**AIM OF THE EXERCISE**
Only the lines from the one containing "lantern and record the pixel coordinates." to the end of the entries should be written out, each exactly as it stands, both ends included.

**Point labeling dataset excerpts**
--------

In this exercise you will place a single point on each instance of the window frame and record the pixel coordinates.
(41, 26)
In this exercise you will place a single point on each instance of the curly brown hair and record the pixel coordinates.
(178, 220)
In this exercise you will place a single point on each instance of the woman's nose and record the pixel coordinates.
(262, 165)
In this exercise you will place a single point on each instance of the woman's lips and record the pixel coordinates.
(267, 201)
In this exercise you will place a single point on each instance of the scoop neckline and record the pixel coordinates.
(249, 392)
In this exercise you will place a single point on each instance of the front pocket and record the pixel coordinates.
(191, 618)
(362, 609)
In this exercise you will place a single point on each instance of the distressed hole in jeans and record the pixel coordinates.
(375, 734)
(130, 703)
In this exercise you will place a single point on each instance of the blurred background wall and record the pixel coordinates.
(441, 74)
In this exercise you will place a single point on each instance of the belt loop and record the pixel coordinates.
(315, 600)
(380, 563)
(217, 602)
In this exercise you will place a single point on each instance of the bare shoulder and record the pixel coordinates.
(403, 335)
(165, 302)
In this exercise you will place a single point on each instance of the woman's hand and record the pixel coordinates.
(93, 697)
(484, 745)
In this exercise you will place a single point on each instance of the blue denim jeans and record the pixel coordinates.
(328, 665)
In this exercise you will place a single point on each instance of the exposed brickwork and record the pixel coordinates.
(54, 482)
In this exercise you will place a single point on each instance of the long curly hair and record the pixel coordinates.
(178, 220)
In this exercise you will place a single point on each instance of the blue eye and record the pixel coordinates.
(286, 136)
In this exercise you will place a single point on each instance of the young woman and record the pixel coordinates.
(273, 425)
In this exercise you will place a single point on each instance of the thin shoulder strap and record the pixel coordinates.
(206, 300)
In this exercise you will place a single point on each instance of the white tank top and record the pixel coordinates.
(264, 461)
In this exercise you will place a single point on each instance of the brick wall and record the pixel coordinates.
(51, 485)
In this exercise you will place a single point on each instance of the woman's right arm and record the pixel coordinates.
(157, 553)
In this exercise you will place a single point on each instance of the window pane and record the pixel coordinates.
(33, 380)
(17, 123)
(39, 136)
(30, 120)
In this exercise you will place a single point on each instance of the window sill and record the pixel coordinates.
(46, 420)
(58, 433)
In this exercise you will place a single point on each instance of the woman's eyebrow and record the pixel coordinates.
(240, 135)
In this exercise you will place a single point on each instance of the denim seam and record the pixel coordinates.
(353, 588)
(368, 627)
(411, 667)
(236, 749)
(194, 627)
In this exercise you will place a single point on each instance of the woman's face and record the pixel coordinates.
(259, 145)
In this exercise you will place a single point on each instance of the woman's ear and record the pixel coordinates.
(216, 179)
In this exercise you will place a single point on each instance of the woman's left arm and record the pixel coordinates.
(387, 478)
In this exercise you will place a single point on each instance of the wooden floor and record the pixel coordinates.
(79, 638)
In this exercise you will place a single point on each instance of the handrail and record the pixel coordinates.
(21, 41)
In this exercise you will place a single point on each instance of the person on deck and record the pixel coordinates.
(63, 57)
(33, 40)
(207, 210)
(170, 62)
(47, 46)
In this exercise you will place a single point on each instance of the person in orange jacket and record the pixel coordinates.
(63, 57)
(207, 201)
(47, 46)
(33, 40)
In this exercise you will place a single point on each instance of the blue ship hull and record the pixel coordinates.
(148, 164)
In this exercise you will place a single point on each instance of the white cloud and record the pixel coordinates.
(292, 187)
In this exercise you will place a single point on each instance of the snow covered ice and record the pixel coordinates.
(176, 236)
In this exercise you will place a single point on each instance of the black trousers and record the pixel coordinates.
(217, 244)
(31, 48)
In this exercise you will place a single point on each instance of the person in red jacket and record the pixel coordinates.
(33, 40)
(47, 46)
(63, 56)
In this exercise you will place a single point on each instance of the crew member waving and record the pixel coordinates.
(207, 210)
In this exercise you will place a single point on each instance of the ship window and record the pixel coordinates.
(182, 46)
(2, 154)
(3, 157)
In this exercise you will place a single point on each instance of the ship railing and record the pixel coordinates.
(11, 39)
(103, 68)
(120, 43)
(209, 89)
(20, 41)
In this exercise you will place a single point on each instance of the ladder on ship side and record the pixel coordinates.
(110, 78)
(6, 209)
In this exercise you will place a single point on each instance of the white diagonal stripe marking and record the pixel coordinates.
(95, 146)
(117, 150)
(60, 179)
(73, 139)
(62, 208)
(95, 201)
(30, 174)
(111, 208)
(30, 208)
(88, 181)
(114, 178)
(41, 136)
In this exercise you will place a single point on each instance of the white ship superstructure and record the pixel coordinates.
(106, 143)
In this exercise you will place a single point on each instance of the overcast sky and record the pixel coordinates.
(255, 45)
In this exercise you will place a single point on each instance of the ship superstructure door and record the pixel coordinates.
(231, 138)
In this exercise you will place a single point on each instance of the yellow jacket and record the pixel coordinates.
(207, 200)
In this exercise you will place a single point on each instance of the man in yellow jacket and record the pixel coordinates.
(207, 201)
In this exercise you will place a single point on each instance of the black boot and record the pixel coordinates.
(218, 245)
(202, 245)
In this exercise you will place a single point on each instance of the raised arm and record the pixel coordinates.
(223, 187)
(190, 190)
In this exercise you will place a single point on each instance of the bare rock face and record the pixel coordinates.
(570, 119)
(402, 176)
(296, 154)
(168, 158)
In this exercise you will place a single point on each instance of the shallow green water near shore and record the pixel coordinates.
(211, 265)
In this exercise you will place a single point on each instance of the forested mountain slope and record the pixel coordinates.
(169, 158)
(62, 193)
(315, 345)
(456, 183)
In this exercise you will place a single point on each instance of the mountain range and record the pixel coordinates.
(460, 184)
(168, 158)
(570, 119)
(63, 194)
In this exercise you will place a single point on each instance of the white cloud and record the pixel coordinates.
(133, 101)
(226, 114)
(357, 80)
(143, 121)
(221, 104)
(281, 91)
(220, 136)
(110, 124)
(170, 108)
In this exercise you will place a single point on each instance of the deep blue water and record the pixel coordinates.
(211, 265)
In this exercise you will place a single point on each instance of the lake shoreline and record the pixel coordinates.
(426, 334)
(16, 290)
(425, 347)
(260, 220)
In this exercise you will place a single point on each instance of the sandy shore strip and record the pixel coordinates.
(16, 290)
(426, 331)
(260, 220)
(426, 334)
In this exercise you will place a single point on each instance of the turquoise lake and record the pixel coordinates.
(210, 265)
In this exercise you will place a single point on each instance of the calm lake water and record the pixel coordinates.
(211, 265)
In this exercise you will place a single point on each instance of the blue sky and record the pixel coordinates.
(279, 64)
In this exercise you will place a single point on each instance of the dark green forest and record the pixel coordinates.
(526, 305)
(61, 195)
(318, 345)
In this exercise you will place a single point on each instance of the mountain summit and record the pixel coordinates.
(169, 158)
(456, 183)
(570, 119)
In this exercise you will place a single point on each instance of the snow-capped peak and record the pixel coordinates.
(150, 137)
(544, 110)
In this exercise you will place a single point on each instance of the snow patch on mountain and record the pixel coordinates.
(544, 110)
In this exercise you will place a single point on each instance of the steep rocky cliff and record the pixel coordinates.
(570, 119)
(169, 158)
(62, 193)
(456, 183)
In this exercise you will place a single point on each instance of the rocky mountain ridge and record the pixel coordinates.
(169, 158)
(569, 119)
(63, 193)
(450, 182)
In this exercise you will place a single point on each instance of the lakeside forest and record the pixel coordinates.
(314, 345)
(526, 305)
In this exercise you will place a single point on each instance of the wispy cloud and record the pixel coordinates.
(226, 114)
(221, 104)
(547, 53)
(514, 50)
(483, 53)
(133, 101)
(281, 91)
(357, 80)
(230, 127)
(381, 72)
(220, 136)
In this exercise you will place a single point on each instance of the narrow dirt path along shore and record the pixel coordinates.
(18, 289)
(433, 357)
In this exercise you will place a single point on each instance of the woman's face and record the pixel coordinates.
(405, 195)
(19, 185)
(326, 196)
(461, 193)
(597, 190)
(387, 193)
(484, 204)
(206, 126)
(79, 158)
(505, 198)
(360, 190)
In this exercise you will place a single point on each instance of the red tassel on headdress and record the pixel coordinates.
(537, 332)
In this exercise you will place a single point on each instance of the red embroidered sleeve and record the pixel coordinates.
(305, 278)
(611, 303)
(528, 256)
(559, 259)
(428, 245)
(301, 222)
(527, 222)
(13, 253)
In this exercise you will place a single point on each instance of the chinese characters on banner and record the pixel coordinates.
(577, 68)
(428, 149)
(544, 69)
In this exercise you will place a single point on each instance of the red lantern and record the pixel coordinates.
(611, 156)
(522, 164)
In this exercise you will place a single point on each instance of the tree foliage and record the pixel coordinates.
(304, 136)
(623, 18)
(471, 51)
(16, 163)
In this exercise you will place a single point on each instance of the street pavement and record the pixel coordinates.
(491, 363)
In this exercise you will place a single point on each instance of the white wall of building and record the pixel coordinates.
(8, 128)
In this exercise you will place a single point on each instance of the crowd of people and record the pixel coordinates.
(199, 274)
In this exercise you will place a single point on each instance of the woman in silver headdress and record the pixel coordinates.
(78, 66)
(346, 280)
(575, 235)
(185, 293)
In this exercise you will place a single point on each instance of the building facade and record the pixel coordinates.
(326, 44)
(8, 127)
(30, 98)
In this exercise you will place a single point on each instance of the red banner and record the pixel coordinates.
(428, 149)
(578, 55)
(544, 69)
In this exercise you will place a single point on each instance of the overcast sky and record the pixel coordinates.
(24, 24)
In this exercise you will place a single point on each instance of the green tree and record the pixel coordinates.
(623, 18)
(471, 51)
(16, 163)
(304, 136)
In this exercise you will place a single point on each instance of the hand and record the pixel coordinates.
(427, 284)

--------

**RESULT BELOW**
In this exercise you will place a single point on each instance of the red lantern and record the pixel coordinates.
(611, 156)
(522, 164)
In this exercise you will place a single point on each instance of the tree foliage and record the pixel coordinates.
(304, 136)
(623, 18)
(471, 51)
(16, 163)
In this exercise you will place a single point on each instance of the street pavement and record the pixel coordinates.
(491, 363)
In this exercise you will place a single point on each instance of the white wall of building and record the pixel coordinates.
(8, 128)
In this exercise you will place a single point on each instance of the crowd of people and record the pixel coordinates.
(199, 274)
In this exercise you will place a single point on each instance of the woman in silver headdress and record the pixel coordinates.
(78, 66)
(346, 280)
(575, 235)
(185, 293)
In this exercise you will place a single point on each instance of the building facade and record the pixel coordinates.
(326, 44)
(8, 127)
(30, 98)
In this exercise you will place a single point on each instance of the red banner and record the pixel coordinates.
(428, 149)
(578, 55)
(544, 69)
In this exercise you will place a single point on each instance of the overcast sky and record the pixel coordinates.
(24, 24)
In this exercise you will place a single point on each instance of the green tree and record the pixel coordinates.
(623, 18)
(471, 51)
(16, 163)
(304, 136)
In this exercise you will place a single point on each instance of the hand and record the pixel coordinates.
(427, 284)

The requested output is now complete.